TASK PROMPT:
Set down the full listing exactly, character for character.

'''

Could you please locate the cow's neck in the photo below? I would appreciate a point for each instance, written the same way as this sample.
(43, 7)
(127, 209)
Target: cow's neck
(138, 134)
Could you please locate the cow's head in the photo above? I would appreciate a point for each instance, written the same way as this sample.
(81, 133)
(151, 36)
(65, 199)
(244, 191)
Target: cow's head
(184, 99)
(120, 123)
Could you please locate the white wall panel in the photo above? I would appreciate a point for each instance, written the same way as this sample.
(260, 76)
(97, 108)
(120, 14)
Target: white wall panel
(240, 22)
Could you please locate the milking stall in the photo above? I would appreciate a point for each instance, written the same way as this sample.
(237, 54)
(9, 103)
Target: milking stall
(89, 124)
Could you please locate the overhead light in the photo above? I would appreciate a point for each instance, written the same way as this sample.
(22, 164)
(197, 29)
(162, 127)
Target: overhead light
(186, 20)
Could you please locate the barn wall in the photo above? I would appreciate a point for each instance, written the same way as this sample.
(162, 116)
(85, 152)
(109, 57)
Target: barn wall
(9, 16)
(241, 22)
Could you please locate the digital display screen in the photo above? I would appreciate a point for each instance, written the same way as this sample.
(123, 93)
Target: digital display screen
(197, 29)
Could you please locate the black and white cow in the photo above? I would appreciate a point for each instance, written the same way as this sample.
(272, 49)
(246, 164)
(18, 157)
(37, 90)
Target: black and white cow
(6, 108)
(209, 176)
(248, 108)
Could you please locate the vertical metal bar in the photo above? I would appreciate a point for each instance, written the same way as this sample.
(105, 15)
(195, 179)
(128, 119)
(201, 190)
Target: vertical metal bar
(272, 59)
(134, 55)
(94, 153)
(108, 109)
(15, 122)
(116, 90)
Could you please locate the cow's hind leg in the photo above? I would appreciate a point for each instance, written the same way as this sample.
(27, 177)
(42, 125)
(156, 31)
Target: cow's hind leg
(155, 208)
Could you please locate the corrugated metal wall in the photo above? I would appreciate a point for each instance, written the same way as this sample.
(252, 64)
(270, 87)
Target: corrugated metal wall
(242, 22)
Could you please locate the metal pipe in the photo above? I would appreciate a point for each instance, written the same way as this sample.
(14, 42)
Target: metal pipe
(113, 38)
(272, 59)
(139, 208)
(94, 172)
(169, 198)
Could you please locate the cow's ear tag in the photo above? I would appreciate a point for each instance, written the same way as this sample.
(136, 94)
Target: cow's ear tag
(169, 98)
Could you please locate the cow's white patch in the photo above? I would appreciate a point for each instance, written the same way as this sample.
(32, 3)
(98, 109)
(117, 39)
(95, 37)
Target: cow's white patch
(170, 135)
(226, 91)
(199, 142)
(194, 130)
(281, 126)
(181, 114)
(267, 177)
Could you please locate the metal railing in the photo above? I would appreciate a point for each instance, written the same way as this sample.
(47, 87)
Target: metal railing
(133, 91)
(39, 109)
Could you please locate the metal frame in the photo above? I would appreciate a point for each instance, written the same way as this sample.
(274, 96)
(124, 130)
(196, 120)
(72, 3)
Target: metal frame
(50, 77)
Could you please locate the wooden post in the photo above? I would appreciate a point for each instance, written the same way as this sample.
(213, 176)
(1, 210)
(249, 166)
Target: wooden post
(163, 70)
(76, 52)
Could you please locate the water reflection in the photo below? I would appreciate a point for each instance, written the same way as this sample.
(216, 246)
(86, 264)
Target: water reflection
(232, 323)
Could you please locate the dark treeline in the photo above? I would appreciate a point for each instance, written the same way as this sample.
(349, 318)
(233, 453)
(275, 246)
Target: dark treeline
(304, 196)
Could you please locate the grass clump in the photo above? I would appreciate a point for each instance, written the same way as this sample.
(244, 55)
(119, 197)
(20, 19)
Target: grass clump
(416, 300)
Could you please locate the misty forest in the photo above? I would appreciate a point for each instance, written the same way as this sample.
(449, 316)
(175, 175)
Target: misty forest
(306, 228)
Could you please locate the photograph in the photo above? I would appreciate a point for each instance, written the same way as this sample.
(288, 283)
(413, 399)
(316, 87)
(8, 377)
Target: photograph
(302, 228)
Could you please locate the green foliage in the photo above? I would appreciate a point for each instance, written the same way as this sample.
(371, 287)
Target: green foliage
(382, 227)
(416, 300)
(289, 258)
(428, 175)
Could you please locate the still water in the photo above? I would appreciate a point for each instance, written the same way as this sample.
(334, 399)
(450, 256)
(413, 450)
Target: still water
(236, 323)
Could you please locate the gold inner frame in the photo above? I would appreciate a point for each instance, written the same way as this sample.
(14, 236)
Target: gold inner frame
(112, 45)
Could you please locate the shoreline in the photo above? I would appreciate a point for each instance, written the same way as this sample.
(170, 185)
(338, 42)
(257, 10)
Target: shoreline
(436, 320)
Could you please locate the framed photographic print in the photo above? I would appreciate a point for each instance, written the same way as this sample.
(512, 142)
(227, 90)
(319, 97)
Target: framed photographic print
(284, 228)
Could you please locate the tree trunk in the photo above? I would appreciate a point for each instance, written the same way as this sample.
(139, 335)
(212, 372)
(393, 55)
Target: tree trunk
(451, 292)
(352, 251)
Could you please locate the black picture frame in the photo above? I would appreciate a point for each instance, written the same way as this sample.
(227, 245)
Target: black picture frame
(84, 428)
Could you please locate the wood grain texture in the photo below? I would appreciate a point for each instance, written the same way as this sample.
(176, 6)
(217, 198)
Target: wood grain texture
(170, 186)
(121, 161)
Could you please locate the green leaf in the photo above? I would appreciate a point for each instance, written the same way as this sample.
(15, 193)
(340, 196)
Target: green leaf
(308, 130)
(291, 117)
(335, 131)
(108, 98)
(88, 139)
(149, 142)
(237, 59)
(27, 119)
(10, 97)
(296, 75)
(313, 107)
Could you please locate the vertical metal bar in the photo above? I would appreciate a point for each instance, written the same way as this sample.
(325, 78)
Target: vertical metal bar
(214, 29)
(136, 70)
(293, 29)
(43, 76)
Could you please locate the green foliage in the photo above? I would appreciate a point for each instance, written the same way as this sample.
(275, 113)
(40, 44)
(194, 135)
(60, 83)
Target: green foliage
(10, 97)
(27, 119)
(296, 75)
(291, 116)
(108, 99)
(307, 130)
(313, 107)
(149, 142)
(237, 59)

'''

RESULT FOR THIS EXERCISE:
Could you please locate the cow's neck in the photo below? I would appreciate a point for each instance, written the same way as this sample.
(43, 7)
(127, 209)
Target: cow's neck
(138, 134)
Could you please locate the cow's head in the photo above? I would appreciate a point for each instance, written the same way as this sample.
(81, 133)
(151, 36)
(65, 199)
(244, 191)
Target: cow's head
(184, 99)
(120, 123)
Could you please locate the white wall panel in the photo above? I would appreciate a point for each instance, written the same way as this sample.
(260, 76)
(97, 108)
(120, 14)
Target: white wall panel
(240, 22)
Could you please locate the milking stall in the photo above? I would appreciate a point for each instance, written the same way as this sample.
(237, 54)
(9, 103)
Target: milking stall
(89, 124)
Could you please locate the overhead light in the photo above? I would appreciate a point for each instance, written the same way as this sample.
(22, 164)
(197, 29)
(162, 127)
Target: overhead light
(186, 20)
Could you please locate the barn wall in the photo above? I would appreciate a point for each instance, written the same way as this sample.
(162, 116)
(85, 152)
(109, 57)
Target: barn wall
(9, 16)
(241, 22)
Could you please locate the digital display screen in the photo above? I would appreciate a point for each instance, written the same way as this sample.
(123, 93)
Target: digital display screen
(197, 29)
Could you please locate the black and white cow in the photo above? I would appreciate a point for each instance, written the same way as this sample.
(272, 49)
(246, 164)
(18, 157)
(37, 90)
Target: black and white cow
(6, 108)
(209, 176)
(248, 108)
Could you please locate the vertical metal bar in the photo above? I would appreciate a point for each instance, written the same way as this sample.
(105, 15)
(195, 179)
(128, 119)
(201, 190)
Target: vertical metal bar
(272, 59)
(134, 55)
(94, 153)
(108, 109)
(15, 122)
(116, 90)
Could you please locate the cow's hind leg in the photo above? I would appreciate a point for each instance, written the same way as this sample.
(27, 177)
(42, 125)
(156, 31)
Target: cow's hind leg
(155, 208)
Could you please locate the corrugated metal wall in the photo above? I would appreciate a point for each instance, written the same way as this sample.
(252, 64)
(270, 87)
Target: corrugated metal wall
(242, 22)
Could you please locate the metal pipe in the photo above? I would appreciate a point for each instance, written the same way as this sample.
(14, 42)
Target: metal pipe
(113, 38)
(272, 59)
(139, 208)
(94, 172)
(169, 198)
Could you please locate the cow's ear tag in the photo above? I would appreciate a point for each instance, written the same way as this sample.
(136, 94)
Target: cow's ear tag
(169, 98)
Could you please locate the cow's white patch in the photo above? I would appreciate a point for each instance, written the same way as this sample.
(32, 3)
(98, 109)
(117, 39)
(95, 37)
Target: cow's white patch
(170, 135)
(226, 91)
(199, 142)
(194, 130)
(281, 126)
(181, 114)
(267, 177)
Could you please locate the metal railing in the photo above? I would appreciate a point for each instance, written the same way as this sample.
(47, 87)
Target: metal railing
(133, 91)
(39, 109)
Could you please locate the metal frame in the photo above? I would appreciate a point for each instance, written the same way as this sample.
(274, 96)
(124, 130)
(196, 120)
(72, 3)
Target: metal frame
(50, 77)
Could you please locate the wooden post in the photo above? I would appreciate a point for each instance, written the same way as this sample.
(213, 176)
(1, 210)
(249, 166)
Target: wooden post
(163, 70)
(76, 52)
Could you please locate the water reflection in the photo below? I would appreciate a point for each instance, written the same way as this sample.
(216, 246)
(86, 264)
Target: water reflection
(232, 323)
Could you please locate the dark treeline in the photo above? I would appreciate a point for each instance, written the same way as this sample.
(349, 318)
(233, 453)
(275, 246)
Target: dark treeline
(304, 196)
Could you please locate the grass clump in the photo above? I would appreciate a point for each instance, written the same way as this sample.
(244, 55)
(119, 197)
(20, 19)
Target: grass clump
(416, 300)
Could you please locate the misty forest in the photo above? I would appreciate a point for each instance, written the same way as this sample.
(449, 316)
(175, 175)
Target: misty forest
(306, 228)
Could you please locate the photograph in the photo above? I would appreciate a point for each instance, written the same way as this sample.
(288, 283)
(413, 399)
(316, 87)
(8, 377)
Target: photograph
(302, 228)
Could you please locate the green foliage in the photo above? I would appreciate a point for each instance, written the same way as this sample.
(371, 287)
Target: green foliage
(382, 227)
(416, 300)
(289, 258)
(428, 175)
Could you please locate the still water in the photo above? I would appreciate a point for each instance, written the same way as this sample.
(334, 399)
(450, 256)
(413, 450)
Target: still water
(236, 323)
Could you please locate the gold inner frame in the photo above? I would appreciate a point for each instance, written the same way as this sample.
(14, 236)
Target: gold inner frame
(112, 45)
Could you please locate the shoreline in the photo above? I would appreciate a point for each instance, written the same way as this sample.
(170, 185)
(338, 42)
(257, 10)
Target: shoreline
(436, 320)
Could you please locate the framed photographic print in the photo above? I would appreciate a point for each instance, written the same way as this sample.
(512, 142)
(227, 90)
(319, 97)
Target: framed photographic print
(284, 228)
Could you please locate the tree trunk in the photo above? I would appreciate a point for each instance, written the same way as this sample.
(139, 335)
(212, 372)
(393, 55)
Target: tree trunk
(451, 292)
(352, 251)
Could you please locate the black picture frame in the photo above? I would appreciate a point for each instance, written the same way as this sample.
(227, 245)
Target: black picture frame
(84, 428)
Could you please locate the wood grain texture in the photo below? I would appreciate a point for each instance, written the same way as this sample.
(176, 6)
(217, 198)
Target: wood grain texture
(170, 186)
(121, 161)
Could you please locate the green leaf in the photo above? I would appreciate a point for each instance, written the same way as this sample.
(15, 193)
(340, 196)
Target: green leaf
(308, 130)
(291, 117)
(335, 131)
(108, 98)
(88, 139)
(149, 142)
(237, 59)
(27, 119)
(10, 97)
(296, 75)
(313, 107)
Could you please locate the vertical metal bar in the photo above? I would appreciate a point for each instance, written the same way as this sample.
(325, 78)
Target: vertical metal bar
(214, 29)
(136, 70)
(293, 29)
(43, 76)
Could you please locate the green foliage in the photo above? I would appreciate a point for each instance, written the same way as this sample.
(275, 113)
(40, 44)
(194, 135)
(60, 83)
Target: green foliage
(10, 97)
(27, 119)
(296, 75)
(291, 116)
(108, 99)
(307, 130)
(313, 107)
(149, 142)
(237, 59)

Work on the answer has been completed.